*Tarea breve:*
Reescribe completas las líneas que van desde la que contiene "The scan above contains the statue's cloak" hasta la que contiene "[137,83,384,368]", ambas incluidas, y escala las coordenadas entre corchetes multiplicándolas por 0,6 y redondeándolas a números enteros, con las mitades hacia arriba.

Registros de etiquetado de zonas de imagen
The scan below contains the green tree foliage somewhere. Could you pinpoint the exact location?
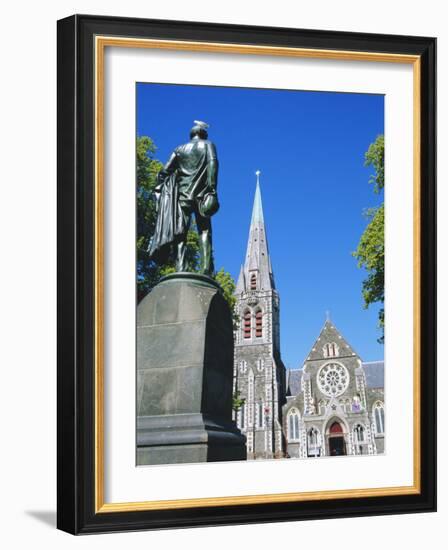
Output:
[232,390,246,412]
[137,136,235,312]
[353,135,384,343]
[214,267,236,325]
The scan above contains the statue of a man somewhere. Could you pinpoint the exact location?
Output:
[148,120,219,276]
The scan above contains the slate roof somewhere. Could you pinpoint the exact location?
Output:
[362,361,384,388]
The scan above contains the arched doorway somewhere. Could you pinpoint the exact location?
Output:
[327,420,347,456]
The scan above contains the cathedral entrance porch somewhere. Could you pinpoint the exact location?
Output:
[327,421,347,456]
[328,437,347,456]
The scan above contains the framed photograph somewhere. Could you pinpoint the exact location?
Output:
[58,15,436,534]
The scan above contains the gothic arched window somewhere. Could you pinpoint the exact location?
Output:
[250,273,257,290]
[257,403,264,428]
[330,422,344,435]
[288,409,299,441]
[323,342,339,357]
[307,427,320,456]
[373,401,384,434]
[243,310,252,338]
[353,424,365,443]
[238,404,246,428]
[255,309,263,338]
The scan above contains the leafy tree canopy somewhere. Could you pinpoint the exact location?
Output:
[353,135,384,343]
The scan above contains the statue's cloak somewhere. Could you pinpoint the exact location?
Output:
[148,176,185,263]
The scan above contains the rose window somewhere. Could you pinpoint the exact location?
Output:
[317,363,349,397]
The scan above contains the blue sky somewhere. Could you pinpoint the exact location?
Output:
[137,83,384,368]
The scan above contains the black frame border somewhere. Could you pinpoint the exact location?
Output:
[57,15,437,534]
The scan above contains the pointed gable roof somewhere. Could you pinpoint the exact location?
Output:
[305,319,357,362]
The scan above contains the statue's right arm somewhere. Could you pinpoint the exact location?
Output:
[155,151,177,193]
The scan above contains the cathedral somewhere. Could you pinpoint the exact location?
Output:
[233,177,385,460]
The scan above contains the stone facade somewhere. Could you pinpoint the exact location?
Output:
[233,181,385,459]
[283,320,385,458]
[233,177,286,459]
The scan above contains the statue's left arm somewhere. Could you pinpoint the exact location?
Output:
[207,143,218,191]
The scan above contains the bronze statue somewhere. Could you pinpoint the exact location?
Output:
[148,120,219,276]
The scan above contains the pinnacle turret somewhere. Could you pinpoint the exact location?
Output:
[237,170,275,292]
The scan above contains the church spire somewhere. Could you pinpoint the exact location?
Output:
[237,170,274,292]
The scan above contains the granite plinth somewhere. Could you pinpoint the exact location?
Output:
[137,273,246,465]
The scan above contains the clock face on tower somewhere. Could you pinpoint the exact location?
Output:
[317,363,350,397]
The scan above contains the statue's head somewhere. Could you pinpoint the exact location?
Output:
[190,120,209,139]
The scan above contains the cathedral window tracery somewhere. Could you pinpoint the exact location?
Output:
[287,409,300,441]
[307,426,320,456]
[322,342,339,358]
[353,424,366,455]
[373,401,384,435]
[250,273,257,290]
[243,309,252,339]
[255,309,263,338]
[317,363,350,397]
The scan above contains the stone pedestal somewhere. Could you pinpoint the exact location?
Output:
[137,273,246,465]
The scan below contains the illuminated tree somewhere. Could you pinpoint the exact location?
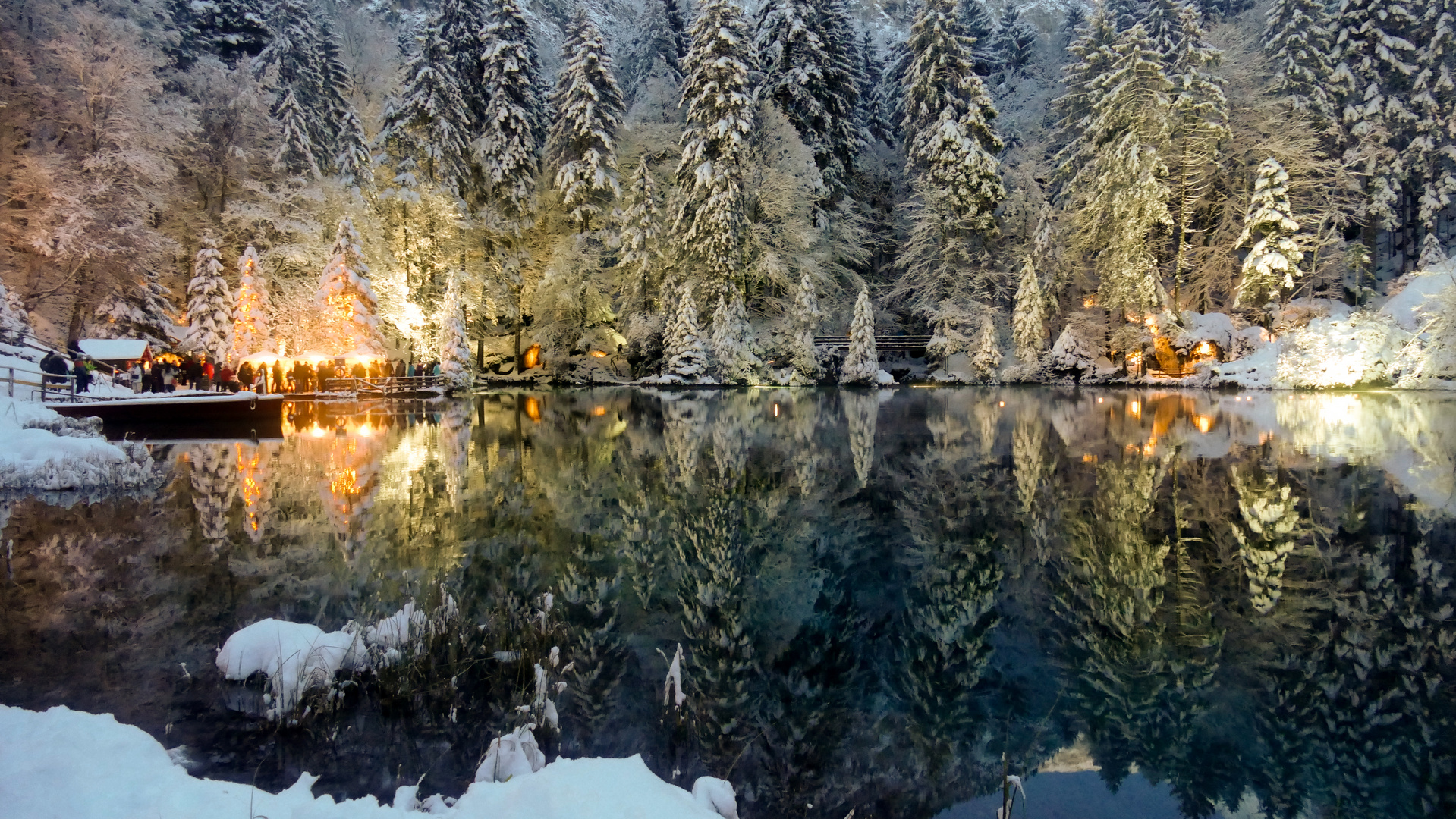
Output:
[182,236,233,361]
[228,244,277,364]
[313,217,385,355]
[440,271,475,388]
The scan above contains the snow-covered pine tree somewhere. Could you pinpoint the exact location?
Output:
[621,0,686,100]
[227,244,275,364]
[546,6,623,233]
[182,236,233,361]
[274,89,323,179]
[252,0,348,171]
[475,0,545,236]
[1264,0,1335,122]
[1063,25,1174,312]
[313,217,385,355]
[1233,157,1304,307]
[971,310,1000,380]
[955,0,998,77]
[379,13,473,195]
[789,268,822,384]
[1329,0,1421,228]
[1415,231,1447,271]
[1163,5,1231,309]
[93,271,178,347]
[1011,256,1047,364]
[838,288,879,384]
[673,0,756,293]
[440,271,475,388]
[859,30,895,146]
[900,0,1006,227]
[662,282,708,381]
[333,108,374,196]
[709,282,763,384]
[618,155,662,312]
[1099,0,1147,33]
[996,3,1041,71]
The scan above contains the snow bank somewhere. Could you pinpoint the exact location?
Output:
[0,397,157,490]
[0,705,737,819]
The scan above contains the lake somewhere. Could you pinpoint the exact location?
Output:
[0,388,1456,819]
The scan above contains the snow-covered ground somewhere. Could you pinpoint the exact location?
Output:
[0,705,737,819]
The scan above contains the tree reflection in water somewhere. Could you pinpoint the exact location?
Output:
[0,388,1456,819]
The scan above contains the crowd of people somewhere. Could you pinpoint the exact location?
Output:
[123,355,440,394]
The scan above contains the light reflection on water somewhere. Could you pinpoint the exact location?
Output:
[0,388,1456,819]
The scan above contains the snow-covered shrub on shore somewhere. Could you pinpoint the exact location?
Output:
[1274,312,1410,390]
[0,397,162,490]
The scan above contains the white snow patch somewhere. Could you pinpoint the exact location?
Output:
[0,705,731,819]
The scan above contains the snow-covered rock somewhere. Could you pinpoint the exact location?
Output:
[217,618,363,714]
[0,705,725,819]
[475,726,546,783]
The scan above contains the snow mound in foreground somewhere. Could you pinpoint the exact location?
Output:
[0,705,735,819]
[0,397,156,490]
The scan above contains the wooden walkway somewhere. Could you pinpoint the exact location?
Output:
[814,336,933,355]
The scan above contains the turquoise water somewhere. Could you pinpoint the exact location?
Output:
[0,388,1456,819]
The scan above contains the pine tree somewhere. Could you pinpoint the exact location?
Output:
[1233,157,1304,306]
[93,271,178,347]
[333,108,374,196]
[955,0,998,77]
[274,90,323,179]
[1011,256,1047,364]
[838,288,879,384]
[313,217,385,355]
[859,30,895,146]
[546,6,623,233]
[618,155,664,312]
[379,19,473,195]
[1165,5,1231,309]
[901,0,1006,224]
[709,282,763,384]
[1415,231,1447,271]
[1329,0,1418,228]
[971,310,1000,378]
[440,271,475,388]
[1264,0,1334,121]
[182,236,233,362]
[996,3,1041,71]
[1058,25,1174,312]
[228,244,275,364]
[621,0,686,99]
[789,268,822,384]
[673,0,754,293]
[475,0,545,236]
[662,282,708,381]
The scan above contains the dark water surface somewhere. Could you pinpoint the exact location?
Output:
[0,388,1456,819]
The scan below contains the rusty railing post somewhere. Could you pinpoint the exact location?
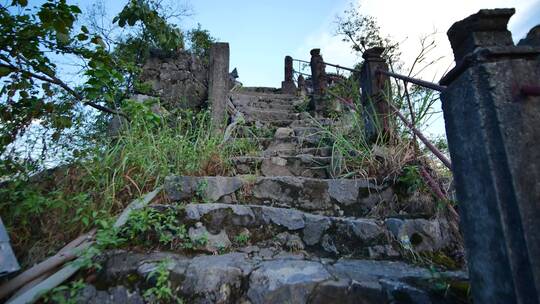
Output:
[310,49,327,113]
[440,9,540,304]
[281,56,296,94]
[360,47,394,141]
[298,75,307,96]
[208,42,230,131]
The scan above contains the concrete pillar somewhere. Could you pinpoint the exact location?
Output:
[298,75,307,96]
[360,47,394,141]
[281,56,296,94]
[208,42,230,131]
[310,49,328,113]
[441,9,540,304]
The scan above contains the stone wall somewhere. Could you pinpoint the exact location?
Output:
[140,51,208,110]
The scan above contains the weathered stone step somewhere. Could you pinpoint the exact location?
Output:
[235,102,296,113]
[81,250,468,304]
[165,175,394,216]
[238,135,326,153]
[230,92,300,101]
[242,109,299,123]
[158,203,454,259]
[262,147,332,157]
[231,154,331,178]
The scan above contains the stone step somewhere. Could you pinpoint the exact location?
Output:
[152,203,455,259]
[230,91,301,101]
[262,147,332,157]
[165,175,395,216]
[81,249,468,304]
[242,110,299,123]
[237,135,326,153]
[231,154,331,178]
[235,102,296,113]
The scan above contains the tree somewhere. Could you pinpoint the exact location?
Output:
[187,24,216,61]
[336,4,400,65]
[0,0,192,176]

*Solución:*
The scan above contains the statue's cloak somewhere. Could you pinpoint the exact location?
Output:
[89,106,111,158]
The scan above contains the rose window somewhere. Could you pinpoint the exact location?
Output:
[190,218,209,238]
The scan above contains the blue sky somewhere. Could you pinpoint the exact location?
Output:
[82,50,230,221]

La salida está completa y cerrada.